**SUPPLIED TEXT**
• • •

Single by Future featuring Chris Brown

from the album Hndrxx
- Released: June 25, 2017
- Genre: R&B; pop;
- Length: 3:31
- Label: Epic; Sony;
- Songwriters: Nayvadius Wilburn; Christopher Brown;
- Producers: Detail; D. A. Doman;

Future singles chronology
| "Rollin" (2017) | "Pie" (2017) | "Extra Luv" (2017) |

Chris Brown singles chronology
| "Tone It Down" (2017) | "Pie" (2017) | "Pills & Automobiles" (2017) |

Music video
- "Pie" on YouTube

= Pie (song) =

"Pie" is a song by American rapper Future featuring American singer Chris Brown. Written alongside producers Detail and D. A. Doman, it was released on June 25, 2017, as the second single from the former's sixth studio album, Hndrxx (2017).

==Background==
Initially, "Pie" was not included on HNDRXX, but later Future decided to add it on to an updated version of the album, as the 18th track. Future announced the song at the BET Awards when he was asked about new music.

• • •

**ENTRIES SHOWN**
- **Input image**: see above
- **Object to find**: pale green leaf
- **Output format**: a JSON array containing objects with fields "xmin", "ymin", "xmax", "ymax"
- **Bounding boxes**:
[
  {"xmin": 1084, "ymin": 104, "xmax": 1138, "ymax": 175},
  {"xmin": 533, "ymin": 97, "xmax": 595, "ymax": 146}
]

• • •

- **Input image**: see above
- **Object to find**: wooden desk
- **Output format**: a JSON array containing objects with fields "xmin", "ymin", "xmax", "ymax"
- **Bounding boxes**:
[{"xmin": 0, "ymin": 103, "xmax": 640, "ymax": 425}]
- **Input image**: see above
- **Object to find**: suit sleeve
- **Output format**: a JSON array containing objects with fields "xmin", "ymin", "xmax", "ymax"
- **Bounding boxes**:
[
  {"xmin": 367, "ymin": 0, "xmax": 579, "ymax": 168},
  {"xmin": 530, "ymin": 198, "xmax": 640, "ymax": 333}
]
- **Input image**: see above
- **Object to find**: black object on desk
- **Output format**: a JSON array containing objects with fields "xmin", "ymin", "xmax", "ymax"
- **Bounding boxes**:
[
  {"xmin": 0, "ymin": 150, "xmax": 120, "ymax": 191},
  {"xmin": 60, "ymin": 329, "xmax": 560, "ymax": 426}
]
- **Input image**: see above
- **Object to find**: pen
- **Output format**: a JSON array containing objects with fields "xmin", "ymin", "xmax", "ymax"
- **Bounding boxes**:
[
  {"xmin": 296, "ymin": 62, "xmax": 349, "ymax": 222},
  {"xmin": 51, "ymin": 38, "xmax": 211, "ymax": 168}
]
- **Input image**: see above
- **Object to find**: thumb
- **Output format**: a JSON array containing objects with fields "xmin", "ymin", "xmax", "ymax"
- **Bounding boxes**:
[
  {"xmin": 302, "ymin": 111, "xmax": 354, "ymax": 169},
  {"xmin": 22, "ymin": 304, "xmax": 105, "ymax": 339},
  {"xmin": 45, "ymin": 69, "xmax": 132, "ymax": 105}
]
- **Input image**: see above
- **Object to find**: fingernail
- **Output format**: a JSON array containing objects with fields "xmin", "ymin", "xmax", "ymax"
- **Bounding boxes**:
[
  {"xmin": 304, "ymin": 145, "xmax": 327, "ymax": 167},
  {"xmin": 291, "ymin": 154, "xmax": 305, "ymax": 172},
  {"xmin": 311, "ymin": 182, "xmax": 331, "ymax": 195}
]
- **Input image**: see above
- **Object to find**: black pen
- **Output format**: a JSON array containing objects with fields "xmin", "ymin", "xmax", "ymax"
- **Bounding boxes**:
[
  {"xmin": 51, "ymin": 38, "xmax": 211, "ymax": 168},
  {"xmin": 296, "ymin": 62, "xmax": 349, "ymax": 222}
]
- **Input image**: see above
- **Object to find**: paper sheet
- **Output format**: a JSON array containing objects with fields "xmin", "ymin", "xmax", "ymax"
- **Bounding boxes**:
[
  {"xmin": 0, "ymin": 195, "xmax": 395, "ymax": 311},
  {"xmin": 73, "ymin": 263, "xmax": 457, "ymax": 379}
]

• • •

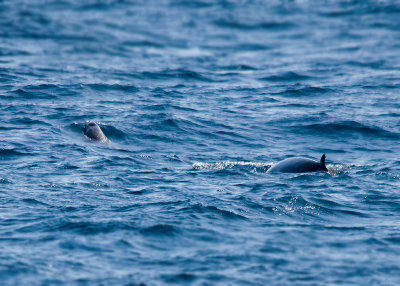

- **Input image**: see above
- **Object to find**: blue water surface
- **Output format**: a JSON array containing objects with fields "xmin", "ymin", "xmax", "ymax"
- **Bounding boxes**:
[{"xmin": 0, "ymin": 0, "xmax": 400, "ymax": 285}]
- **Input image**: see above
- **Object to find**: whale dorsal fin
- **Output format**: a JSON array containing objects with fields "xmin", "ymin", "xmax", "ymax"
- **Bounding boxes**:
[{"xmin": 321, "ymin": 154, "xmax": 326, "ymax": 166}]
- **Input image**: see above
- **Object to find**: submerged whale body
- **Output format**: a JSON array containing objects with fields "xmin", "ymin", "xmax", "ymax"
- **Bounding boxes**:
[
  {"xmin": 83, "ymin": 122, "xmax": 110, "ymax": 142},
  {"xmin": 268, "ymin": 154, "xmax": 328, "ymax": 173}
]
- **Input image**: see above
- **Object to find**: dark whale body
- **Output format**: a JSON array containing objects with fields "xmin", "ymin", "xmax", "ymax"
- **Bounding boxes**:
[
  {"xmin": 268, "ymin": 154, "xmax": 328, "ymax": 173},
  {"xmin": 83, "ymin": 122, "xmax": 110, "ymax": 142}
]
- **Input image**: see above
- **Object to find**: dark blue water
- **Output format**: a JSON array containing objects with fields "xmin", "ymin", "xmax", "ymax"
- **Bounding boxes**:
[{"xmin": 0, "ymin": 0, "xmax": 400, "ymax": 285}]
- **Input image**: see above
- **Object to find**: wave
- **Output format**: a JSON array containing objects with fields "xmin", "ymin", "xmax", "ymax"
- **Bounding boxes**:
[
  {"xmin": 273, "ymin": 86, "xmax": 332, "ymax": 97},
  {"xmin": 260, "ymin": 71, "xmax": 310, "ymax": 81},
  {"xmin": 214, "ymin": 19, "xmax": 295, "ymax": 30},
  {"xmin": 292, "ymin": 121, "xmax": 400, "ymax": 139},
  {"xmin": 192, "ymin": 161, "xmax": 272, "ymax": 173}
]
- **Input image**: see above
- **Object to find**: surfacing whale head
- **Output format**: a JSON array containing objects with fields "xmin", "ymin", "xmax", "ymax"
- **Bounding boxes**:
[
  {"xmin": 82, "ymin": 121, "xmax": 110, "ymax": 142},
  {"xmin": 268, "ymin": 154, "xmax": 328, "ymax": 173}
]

• • •

**SHORT EXERCISE A**
Reproduce everything in the article on the song "Pie" from "Music video" down to "about new music.".
**SHORT EXERCISE B**
Using the article on the song "Pie", decide whether each statement agrees with it, answering yes or no and quoting the deciding words: (i) The song was released on June 25, 2017. (ii) "Pie" was the first single from Hndrxx. (iii) Future announced the song at the Grammy Awards.

**WORKED SOLUTION A**
Music video
- "Pie" on YouTube

= Pie (song) =

"Pie" is a song by American rapper Future featuring American singer Chris Brown. Written alongside producers Detail and D. A. Doman, it was released on June 25, 2017, as the second single from the former's sixth studio album, Hndrxx (2017).

==Background==
Initially, "Pie" was not included on HNDRXX, but later Future decided to add it on to an updated version of the album, as the 18th track. Future announced the song at the BET Awards when he was asked about new music.

**WORKED SOLUTION B**
(i) Yes: "it was released on June 25, 2017"
(ii) No: "as the second single from the former's sixth studio album, Hndrxx (2017)"
(iii) No: "Future announced the song at the BET Awards"